TASK TO CARRY OUT: Can you find every line in the entries below that contains the word "green" and copy each of those lines? Matching is case-sensitive.

—————

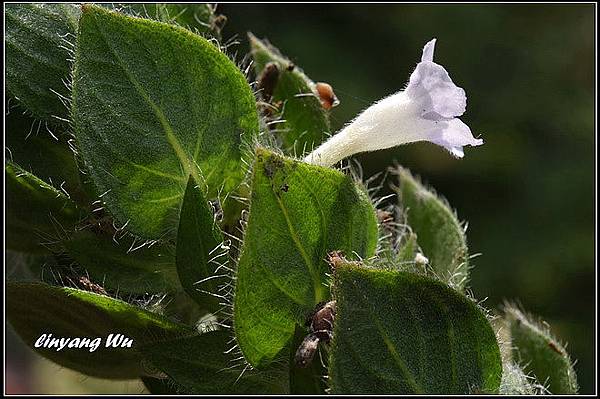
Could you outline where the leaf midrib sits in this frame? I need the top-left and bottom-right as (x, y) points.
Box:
(94, 11), (203, 188)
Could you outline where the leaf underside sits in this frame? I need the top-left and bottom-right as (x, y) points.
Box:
(329, 265), (502, 394)
(176, 176), (229, 313)
(234, 149), (377, 367)
(5, 4), (80, 124)
(142, 331), (287, 394)
(72, 5), (258, 238)
(505, 307), (579, 394)
(393, 167), (469, 288)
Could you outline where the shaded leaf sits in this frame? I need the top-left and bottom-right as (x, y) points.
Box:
(5, 162), (82, 253)
(505, 306), (579, 394)
(73, 5), (258, 238)
(176, 176), (229, 312)
(234, 149), (377, 367)
(6, 282), (192, 379)
(329, 264), (502, 394)
(498, 362), (537, 395)
(289, 326), (327, 395)
(392, 167), (469, 288)
(5, 106), (90, 207)
(248, 33), (331, 156)
(141, 377), (178, 395)
(101, 3), (222, 38)
(142, 331), (287, 394)
(62, 230), (181, 294)
(5, 3), (80, 124)
(4, 250), (52, 281)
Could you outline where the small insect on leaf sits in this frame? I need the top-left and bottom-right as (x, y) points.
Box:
(315, 82), (340, 110)
(295, 334), (319, 368)
(295, 301), (335, 368)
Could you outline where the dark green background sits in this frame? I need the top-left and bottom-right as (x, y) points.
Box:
(219, 4), (595, 393)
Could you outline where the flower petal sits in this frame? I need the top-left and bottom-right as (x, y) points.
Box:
(406, 43), (467, 120)
(421, 39), (437, 62)
(427, 118), (483, 158)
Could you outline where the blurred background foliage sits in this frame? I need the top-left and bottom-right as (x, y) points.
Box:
(7, 4), (595, 393)
(219, 4), (595, 393)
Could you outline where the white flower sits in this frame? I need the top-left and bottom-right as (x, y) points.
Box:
(304, 39), (483, 166)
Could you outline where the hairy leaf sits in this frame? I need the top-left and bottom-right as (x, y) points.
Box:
(234, 149), (377, 367)
(5, 105), (90, 207)
(505, 306), (579, 394)
(102, 3), (223, 37)
(62, 230), (181, 294)
(142, 331), (287, 394)
(73, 5), (258, 238)
(6, 282), (191, 379)
(248, 34), (331, 156)
(176, 176), (229, 312)
(393, 167), (469, 288)
(5, 3), (80, 124)
(5, 162), (82, 253)
(329, 264), (502, 395)
(290, 326), (327, 395)
(498, 362), (537, 395)
(141, 377), (178, 395)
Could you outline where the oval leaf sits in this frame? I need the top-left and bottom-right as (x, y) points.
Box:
(73, 5), (258, 238)
(142, 331), (287, 395)
(392, 167), (469, 288)
(234, 149), (377, 367)
(6, 283), (192, 379)
(5, 3), (80, 123)
(329, 265), (502, 395)
(505, 306), (579, 394)
(176, 176), (229, 313)
(248, 33), (331, 156)
(62, 230), (181, 294)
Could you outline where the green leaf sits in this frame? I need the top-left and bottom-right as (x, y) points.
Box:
(4, 250), (52, 281)
(62, 230), (181, 294)
(101, 3), (223, 38)
(5, 162), (82, 254)
(498, 362), (537, 395)
(176, 176), (229, 313)
(73, 5), (258, 238)
(5, 4), (80, 123)
(141, 377), (178, 395)
(392, 167), (469, 289)
(5, 102), (90, 206)
(248, 33), (331, 156)
(142, 331), (287, 394)
(329, 264), (502, 395)
(289, 326), (327, 395)
(234, 149), (377, 367)
(6, 282), (192, 379)
(505, 305), (579, 394)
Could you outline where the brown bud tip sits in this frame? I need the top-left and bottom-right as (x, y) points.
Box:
(315, 82), (340, 110)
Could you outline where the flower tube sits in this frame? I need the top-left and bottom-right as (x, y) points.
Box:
(304, 39), (483, 166)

—————

COMPLETED EXERCISE:
Could you outline where the dark green background sits in this frame? I need the top-left and bottom-right as (x, y) points.
Could you outline where the green leaf sits in this frame? I need the top-left and bottom-right as (x, y) points.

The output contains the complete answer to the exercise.